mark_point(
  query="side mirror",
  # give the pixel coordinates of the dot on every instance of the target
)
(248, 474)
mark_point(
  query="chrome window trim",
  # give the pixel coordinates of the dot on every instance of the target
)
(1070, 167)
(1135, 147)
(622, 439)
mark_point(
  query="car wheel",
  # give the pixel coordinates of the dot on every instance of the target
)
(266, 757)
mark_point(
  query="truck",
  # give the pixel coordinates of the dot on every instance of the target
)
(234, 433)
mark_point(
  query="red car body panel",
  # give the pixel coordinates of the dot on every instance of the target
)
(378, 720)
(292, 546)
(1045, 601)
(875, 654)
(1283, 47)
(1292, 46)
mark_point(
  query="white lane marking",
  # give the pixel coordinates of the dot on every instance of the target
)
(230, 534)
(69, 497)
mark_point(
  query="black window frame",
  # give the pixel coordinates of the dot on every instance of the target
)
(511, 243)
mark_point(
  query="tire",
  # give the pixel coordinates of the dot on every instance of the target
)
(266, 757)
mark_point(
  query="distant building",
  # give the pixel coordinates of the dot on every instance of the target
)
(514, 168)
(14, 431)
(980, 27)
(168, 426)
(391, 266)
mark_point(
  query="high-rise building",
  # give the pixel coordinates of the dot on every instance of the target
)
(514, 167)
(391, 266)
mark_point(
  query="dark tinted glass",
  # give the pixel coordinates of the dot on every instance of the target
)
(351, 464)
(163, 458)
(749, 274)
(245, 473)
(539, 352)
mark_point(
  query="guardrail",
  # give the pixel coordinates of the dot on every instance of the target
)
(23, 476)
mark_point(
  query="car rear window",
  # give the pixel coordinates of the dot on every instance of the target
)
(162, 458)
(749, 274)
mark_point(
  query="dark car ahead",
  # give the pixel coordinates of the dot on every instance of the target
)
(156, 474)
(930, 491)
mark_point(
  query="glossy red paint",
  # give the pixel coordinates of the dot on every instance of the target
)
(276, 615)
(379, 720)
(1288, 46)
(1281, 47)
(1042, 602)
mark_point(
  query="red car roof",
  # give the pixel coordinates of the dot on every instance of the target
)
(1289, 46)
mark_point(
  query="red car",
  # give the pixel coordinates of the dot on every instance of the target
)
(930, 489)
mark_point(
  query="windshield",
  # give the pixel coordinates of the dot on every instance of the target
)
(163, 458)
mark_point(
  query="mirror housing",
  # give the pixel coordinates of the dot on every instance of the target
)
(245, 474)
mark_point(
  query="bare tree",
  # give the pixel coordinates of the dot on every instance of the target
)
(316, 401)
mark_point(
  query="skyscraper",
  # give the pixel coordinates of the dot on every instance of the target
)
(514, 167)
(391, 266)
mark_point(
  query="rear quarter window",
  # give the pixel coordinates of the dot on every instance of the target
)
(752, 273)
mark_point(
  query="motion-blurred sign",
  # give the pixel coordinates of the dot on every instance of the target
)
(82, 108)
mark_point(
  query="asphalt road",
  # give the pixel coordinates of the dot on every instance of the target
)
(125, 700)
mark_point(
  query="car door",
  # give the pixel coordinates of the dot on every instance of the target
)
|---|
• _Your instructions_
Please tally the lines of the listing above that contain the word "rear" and give only that number.

• _Result of the exercise_
2